§ **JOB**: Could you copy the listing below word for word, leaving the pictures out?

+ + +

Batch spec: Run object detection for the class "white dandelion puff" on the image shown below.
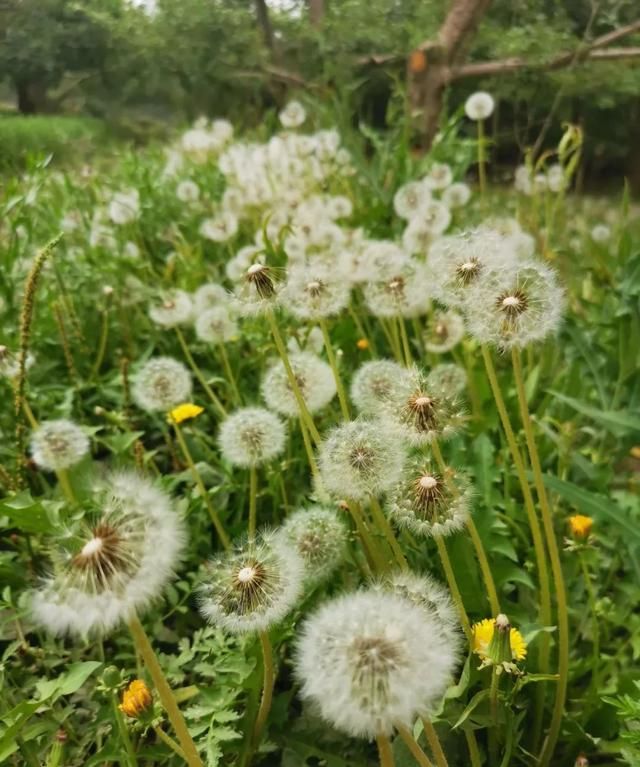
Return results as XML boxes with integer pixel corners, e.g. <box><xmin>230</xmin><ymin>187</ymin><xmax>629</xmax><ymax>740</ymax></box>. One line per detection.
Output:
<box><xmin>31</xmin><ymin>472</ymin><xmax>186</xmax><ymax>636</ymax></box>
<box><xmin>464</xmin><ymin>91</ymin><xmax>495</xmax><ymax>120</ymax></box>
<box><xmin>318</xmin><ymin>419</ymin><xmax>405</xmax><ymax>501</ymax></box>
<box><xmin>131</xmin><ymin>357</ymin><xmax>193</xmax><ymax>413</ymax></box>
<box><xmin>218</xmin><ymin>407</ymin><xmax>286</xmax><ymax>468</ymax></box>
<box><xmin>31</xmin><ymin>418</ymin><xmax>90</xmax><ymax>471</ymax></box>
<box><xmin>199</xmin><ymin>534</ymin><xmax>304</xmax><ymax>634</ymax></box>
<box><xmin>295</xmin><ymin>590</ymin><xmax>457</xmax><ymax>738</ymax></box>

+ + +

§ **TASK RESULT**:
Batch spec: Run object detection for the class "white dandelion puff" on the image shown below.
Return results as XML boxes with integer pixel corners, e.g. <box><xmin>230</xmin><ymin>187</ymin><xmax>629</xmax><ymax>740</ymax></box>. One line per detection.
Output:
<box><xmin>31</xmin><ymin>472</ymin><xmax>186</xmax><ymax>636</ymax></box>
<box><xmin>464</xmin><ymin>91</ymin><xmax>495</xmax><ymax>120</ymax></box>
<box><xmin>318</xmin><ymin>419</ymin><xmax>405</xmax><ymax>501</ymax></box>
<box><xmin>131</xmin><ymin>357</ymin><xmax>193</xmax><ymax>413</ymax></box>
<box><xmin>218</xmin><ymin>407</ymin><xmax>286</xmax><ymax>468</ymax></box>
<box><xmin>31</xmin><ymin>418</ymin><xmax>90</xmax><ymax>471</ymax></box>
<box><xmin>199</xmin><ymin>534</ymin><xmax>304</xmax><ymax>634</ymax></box>
<box><xmin>295</xmin><ymin>590</ymin><xmax>457</xmax><ymax>738</ymax></box>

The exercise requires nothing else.